— start of Entries shown —

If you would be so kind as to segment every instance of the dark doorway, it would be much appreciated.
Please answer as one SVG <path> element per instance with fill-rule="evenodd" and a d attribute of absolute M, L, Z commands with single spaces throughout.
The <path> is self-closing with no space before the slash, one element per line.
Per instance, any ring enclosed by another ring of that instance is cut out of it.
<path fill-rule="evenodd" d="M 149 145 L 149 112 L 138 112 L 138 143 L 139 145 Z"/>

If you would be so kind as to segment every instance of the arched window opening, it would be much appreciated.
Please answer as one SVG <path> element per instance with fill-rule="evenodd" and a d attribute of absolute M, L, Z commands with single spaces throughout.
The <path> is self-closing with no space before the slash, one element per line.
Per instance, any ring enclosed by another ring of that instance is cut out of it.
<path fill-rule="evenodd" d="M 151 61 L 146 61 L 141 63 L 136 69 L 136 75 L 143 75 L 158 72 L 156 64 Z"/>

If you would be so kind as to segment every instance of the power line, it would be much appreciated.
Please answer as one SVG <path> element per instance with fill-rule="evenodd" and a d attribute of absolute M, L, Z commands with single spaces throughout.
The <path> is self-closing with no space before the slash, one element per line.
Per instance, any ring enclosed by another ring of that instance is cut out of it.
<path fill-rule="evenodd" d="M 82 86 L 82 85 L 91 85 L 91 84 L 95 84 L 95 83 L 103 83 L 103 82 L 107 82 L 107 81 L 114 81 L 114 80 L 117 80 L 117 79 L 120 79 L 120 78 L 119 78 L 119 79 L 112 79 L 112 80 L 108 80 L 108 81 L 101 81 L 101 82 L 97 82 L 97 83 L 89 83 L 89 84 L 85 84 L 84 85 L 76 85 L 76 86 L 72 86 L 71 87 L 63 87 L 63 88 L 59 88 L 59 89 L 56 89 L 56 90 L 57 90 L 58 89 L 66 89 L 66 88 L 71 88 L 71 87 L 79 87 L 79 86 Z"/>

— end of Entries shown —

- [Given problem]
Please write out every line of the listing above exactly as it stands.

- [Response to the exercise]
If you would be so kind as to segment every instance of the dark doorway, it would be much appreciated.
Please answer as one SVG <path> element per instance with fill-rule="evenodd" and a d attribute of absolute M, L, Z commands with single spaces throughout.
The <path> is self-closing with no space before the slash, one element per line.
Per instance, any ring enclosed by another ring of that instance is cut out of it.
<path fill-rule="evenodd" d="M 149 145 L 149 112 L 138 112 L 138 143 L 139 145 Z"/>

If you would be so kind as to segment every instance of the arched window opening, it would be much appreciated.
Please answer as one SVG <path> element per instance with fill-rule="evenodd" and a d attribute of absolute M, L, Z commands with single spaces throughout.
The <path> is self-closing with no space before the slash, one element per line.
Per instance, any ring enclosed by another ring of that instance is cut out of it.
<path fill-rule="evenodd" d="M 151 61 L 146 61 L 141 63 L 136 69 L 136 75 L 143 75 L 158 72 L 156 64 Z"/>

If you would be so kind as to segment every instance of the power line, it would be much appreciated.
Please answer as one SVG <path> element per instance with fill-rule="evenodd" and a d attribute of absolute M, L, Z commands with single spaces throughout.
The <path> is self-closing with no space before the slash, one element per line.
Per instance, any ring enclosed by another ring of that instance is cut out of it.
<path fill-rule="evenodd" d="M 82 86 L 82 85 L 91 85 L 91 84 L 95 84 L 95 83 L 103 83 L 103 82 L 107 82 L 107 81 L 114 81 L 114 80 L 117 80 L 117 79 L 120 79 L 120 78 L 119 78 L 119 79 L 112 79 L 112 80 L 108 80 L 108 81 L 101 81 L 101 82 L 97 82 L 97 83 L 89 83 L 89 84 L 85 84 L 84 85 L 76 85 L 76 86 L 72 86 L 71 87 L 63 87 L 63 88 L 59 88 L 59 89 L 56 89 L 56 90 L 57 90 L 58 89 L 66 89 L 66 88 L 71 88 L 71 87 L 79 87 L 79 86 Z"/>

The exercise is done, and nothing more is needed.